> **What you should do**
Where in the listing does the word "shirt" appear? Report each line that holds it.

##### Dataset excerpts #####

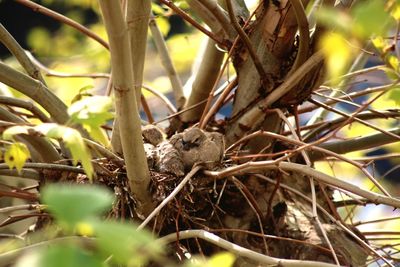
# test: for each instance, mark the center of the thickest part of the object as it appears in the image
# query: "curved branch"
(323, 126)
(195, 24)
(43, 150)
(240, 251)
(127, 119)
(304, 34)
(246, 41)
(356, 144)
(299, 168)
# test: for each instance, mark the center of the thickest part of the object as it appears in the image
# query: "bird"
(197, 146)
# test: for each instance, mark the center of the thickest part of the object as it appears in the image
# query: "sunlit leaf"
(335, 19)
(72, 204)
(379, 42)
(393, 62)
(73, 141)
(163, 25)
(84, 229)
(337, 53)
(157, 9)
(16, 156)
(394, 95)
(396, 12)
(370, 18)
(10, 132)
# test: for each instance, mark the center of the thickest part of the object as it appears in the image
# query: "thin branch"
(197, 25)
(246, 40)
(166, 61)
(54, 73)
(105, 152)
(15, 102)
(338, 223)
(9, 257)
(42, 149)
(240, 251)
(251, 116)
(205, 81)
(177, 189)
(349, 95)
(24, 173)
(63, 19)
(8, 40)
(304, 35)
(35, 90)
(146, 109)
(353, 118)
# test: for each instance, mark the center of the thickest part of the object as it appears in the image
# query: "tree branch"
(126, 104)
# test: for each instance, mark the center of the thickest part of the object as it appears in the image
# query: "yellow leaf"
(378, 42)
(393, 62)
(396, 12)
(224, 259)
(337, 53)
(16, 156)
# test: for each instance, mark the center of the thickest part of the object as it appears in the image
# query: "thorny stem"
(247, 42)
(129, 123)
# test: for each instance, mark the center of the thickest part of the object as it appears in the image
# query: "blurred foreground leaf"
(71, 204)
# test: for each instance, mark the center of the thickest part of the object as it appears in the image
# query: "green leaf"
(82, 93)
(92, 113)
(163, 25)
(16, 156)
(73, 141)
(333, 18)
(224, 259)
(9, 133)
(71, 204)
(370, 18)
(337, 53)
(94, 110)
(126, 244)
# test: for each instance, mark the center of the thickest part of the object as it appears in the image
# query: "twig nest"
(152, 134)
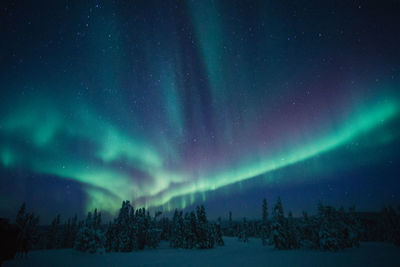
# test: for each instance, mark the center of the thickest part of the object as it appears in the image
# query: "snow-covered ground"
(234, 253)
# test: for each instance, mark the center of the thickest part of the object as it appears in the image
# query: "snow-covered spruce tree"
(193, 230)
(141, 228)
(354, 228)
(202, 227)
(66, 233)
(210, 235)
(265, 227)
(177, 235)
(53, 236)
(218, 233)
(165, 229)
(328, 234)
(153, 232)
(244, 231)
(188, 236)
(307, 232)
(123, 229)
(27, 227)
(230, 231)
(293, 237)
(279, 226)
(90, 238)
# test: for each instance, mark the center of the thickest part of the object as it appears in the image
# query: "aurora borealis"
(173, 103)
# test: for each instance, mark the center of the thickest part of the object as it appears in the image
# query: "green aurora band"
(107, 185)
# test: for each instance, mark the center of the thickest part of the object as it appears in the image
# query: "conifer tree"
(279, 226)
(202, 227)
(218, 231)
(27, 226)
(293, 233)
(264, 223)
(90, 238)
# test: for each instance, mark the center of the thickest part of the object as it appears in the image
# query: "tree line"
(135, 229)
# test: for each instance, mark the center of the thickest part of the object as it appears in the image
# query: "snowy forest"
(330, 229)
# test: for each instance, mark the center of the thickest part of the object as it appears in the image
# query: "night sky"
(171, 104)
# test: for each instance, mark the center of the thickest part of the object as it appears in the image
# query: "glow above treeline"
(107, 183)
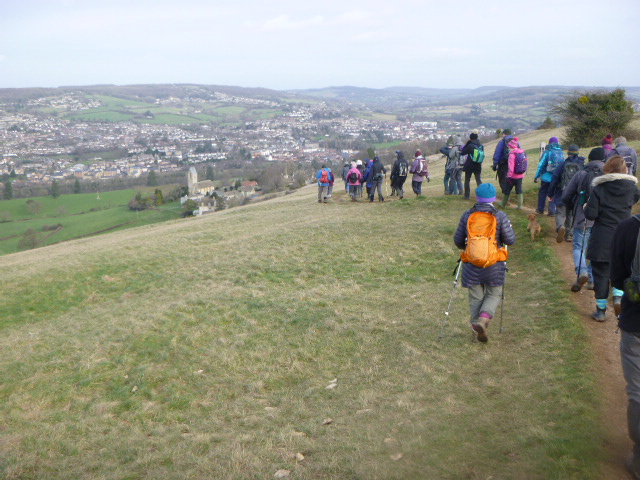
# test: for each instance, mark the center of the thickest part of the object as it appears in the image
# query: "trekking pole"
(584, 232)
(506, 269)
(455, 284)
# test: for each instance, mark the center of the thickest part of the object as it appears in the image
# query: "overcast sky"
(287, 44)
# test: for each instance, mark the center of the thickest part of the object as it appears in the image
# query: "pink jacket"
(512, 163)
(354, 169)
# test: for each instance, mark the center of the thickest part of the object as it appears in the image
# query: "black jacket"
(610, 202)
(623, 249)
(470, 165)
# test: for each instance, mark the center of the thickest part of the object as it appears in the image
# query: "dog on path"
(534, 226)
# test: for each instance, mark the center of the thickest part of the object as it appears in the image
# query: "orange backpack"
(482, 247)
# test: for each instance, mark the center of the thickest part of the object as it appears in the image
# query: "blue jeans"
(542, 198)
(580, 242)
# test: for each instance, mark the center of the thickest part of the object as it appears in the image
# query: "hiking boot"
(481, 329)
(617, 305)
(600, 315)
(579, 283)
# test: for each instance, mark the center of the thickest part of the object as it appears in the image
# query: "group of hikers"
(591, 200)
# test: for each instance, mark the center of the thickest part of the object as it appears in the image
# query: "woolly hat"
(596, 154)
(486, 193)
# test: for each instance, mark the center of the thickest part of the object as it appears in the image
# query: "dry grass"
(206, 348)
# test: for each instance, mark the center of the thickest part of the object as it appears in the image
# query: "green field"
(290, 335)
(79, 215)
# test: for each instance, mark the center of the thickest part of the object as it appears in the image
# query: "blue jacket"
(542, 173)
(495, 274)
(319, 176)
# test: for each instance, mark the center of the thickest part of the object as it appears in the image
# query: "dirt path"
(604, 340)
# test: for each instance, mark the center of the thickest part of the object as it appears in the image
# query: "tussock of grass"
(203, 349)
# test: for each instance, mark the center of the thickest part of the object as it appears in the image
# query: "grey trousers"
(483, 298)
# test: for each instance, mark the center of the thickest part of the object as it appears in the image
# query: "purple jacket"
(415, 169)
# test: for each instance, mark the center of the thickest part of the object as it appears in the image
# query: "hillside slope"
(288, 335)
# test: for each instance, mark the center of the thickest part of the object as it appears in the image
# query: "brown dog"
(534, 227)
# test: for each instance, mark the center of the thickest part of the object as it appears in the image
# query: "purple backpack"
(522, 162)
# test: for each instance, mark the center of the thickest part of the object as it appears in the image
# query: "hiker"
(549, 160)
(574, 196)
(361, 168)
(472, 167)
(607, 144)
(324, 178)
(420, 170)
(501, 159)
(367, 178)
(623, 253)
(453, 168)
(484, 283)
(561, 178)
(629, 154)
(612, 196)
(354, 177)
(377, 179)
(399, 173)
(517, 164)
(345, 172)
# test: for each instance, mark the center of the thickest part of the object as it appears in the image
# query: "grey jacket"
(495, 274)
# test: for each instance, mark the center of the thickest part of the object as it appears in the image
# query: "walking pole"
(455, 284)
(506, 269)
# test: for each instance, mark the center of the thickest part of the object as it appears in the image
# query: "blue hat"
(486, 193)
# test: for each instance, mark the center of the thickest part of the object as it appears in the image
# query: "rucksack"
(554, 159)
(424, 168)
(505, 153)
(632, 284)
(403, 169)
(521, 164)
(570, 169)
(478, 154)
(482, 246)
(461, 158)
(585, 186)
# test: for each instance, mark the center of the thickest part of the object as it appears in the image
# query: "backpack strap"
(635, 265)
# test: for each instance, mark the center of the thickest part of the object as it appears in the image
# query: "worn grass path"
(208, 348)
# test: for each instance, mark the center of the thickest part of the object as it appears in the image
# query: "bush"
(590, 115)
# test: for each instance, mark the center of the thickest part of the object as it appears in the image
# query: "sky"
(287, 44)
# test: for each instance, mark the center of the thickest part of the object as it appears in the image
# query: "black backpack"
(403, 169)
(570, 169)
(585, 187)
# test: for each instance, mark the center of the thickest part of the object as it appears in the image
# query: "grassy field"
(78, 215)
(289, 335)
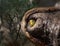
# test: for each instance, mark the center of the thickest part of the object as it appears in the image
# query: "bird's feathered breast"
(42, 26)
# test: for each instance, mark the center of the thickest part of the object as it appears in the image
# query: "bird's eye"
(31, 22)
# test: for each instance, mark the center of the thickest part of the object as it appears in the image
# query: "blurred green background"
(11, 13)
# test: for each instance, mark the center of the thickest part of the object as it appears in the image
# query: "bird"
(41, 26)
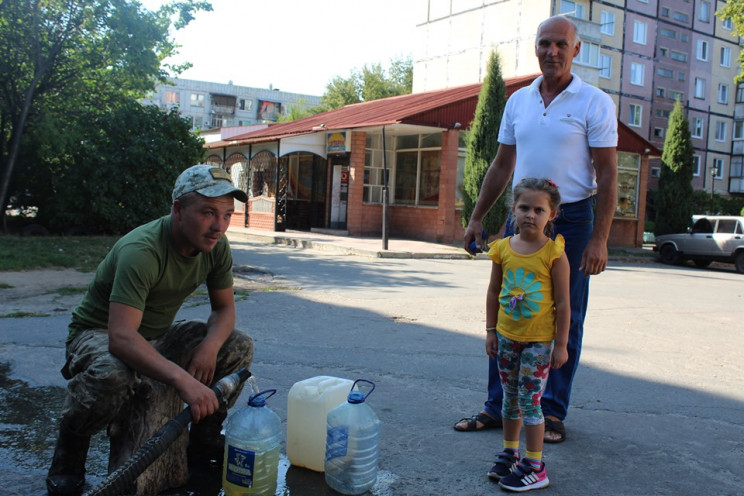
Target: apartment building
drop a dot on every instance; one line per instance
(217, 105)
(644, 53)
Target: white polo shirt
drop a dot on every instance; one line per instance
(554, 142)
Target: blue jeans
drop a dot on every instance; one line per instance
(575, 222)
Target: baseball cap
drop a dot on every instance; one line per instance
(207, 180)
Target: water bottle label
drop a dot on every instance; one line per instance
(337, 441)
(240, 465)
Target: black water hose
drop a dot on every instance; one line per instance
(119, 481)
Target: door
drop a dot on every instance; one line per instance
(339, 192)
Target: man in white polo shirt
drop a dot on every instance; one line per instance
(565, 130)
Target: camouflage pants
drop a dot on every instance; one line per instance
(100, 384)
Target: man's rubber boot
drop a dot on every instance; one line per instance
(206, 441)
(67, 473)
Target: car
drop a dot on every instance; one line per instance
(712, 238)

#####

> **Worked solution**
Target: white polo shirt
Target: man in white polo shirt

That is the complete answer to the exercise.